Items from a dataset:
====

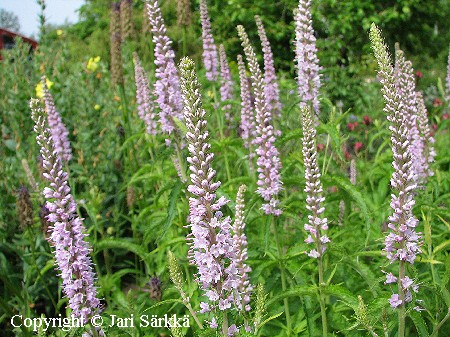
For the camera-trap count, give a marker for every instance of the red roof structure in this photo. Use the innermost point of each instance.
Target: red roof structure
(7, 40)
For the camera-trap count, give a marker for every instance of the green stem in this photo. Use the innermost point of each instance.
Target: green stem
(125, 112)
(47, 290)
(283, 275)
(323, 310)
(402, 309)
(225, 324)
(441, 323)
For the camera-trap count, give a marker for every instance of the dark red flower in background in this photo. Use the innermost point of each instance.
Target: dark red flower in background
(437, 102)
(358, 146)
(367, 120)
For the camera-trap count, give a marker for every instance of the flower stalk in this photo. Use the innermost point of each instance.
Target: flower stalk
(269, 164)
(67, 230)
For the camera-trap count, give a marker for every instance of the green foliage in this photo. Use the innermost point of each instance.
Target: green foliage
(135, 206)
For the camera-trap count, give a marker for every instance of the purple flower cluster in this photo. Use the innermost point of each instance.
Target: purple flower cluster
(144, 97)
(226, 88)
(271, 89)
(306, 56)
(167, 86)
(212, 247)
(240, 247)
(317, 224)
(60, 135)
(268, 161)
(402, 243)
(67, 232)
(406, 87)
(247, 117)
(210, 59)
(447, 80)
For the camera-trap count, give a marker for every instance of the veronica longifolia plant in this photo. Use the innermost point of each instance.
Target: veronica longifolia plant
(308, 79)
(144, 97)
(167, 86)
(59, 132)
(212, 246)
(269, 164)
(247, 123)
(226, 87)
(67, 230)
(402, 243)
(210, 58)
(271, 89)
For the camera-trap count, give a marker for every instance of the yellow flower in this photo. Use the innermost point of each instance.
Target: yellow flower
(93, 64)
(40, 90)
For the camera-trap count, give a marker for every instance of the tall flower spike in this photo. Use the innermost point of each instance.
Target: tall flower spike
(144, 97)
(58, 130)
(447, 80)
(210, 59)
(247, 124)
(402, 243)
(226, 88)
(308, 79)
(317, 224)
(406, 87)
(240, 247)
(269, 164)
(212, 247)
(425, 132)
(126, 19)
(184, 13)
(271, 89)
(167, 86)
(116, 45)
(67, 232)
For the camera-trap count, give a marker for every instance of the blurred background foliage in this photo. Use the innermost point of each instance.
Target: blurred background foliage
(134, 206)
(421, 27)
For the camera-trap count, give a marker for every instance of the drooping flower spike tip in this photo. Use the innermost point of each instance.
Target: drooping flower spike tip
(226, 87)
(402, 243)
(269, 164)
(308, 77)
(271, 89)
(59, 132)
(247, 123)
(212, 247)
(167, 86)
(210, 58)
(144, 97)
(317, 223)
(67, 230)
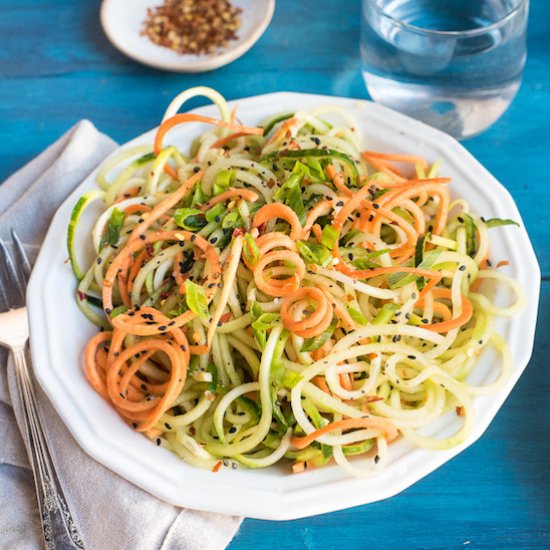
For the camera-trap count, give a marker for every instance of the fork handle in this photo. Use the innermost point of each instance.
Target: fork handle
(58, 526)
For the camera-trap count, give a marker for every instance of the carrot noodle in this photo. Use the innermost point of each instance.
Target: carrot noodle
(287, 297)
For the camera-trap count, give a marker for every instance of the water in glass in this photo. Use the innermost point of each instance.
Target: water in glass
(455, 64)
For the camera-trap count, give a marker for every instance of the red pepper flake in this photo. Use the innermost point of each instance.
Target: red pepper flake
(193, 26)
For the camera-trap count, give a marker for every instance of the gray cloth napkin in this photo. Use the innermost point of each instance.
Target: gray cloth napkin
(110, 512)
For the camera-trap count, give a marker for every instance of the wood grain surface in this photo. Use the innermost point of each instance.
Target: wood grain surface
(57, 67)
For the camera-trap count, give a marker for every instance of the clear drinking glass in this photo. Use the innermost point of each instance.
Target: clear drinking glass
(455, 64)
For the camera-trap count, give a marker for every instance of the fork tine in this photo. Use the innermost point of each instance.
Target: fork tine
(21, 258)
(12, 286)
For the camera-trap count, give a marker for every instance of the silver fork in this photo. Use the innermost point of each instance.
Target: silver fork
(59, 529)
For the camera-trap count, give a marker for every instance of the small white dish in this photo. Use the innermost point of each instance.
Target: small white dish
(59, 333)
(122, 21)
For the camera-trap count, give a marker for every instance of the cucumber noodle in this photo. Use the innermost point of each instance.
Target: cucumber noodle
(278, 292)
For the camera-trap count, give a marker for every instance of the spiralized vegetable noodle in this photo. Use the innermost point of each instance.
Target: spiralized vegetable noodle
(280, 293)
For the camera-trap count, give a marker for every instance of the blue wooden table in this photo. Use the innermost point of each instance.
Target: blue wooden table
(57, 67)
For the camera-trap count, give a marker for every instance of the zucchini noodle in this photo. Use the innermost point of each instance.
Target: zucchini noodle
(277, 293)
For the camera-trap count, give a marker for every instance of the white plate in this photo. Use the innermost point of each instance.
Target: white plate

====

*What you should do:*
If a line in the records above includes the string "plate", copy it.

*Exercise response:*
For the camera-trap count, give a marker for every instance of the white plate in this photo. Use the innermost point of each instance.
Target: white plate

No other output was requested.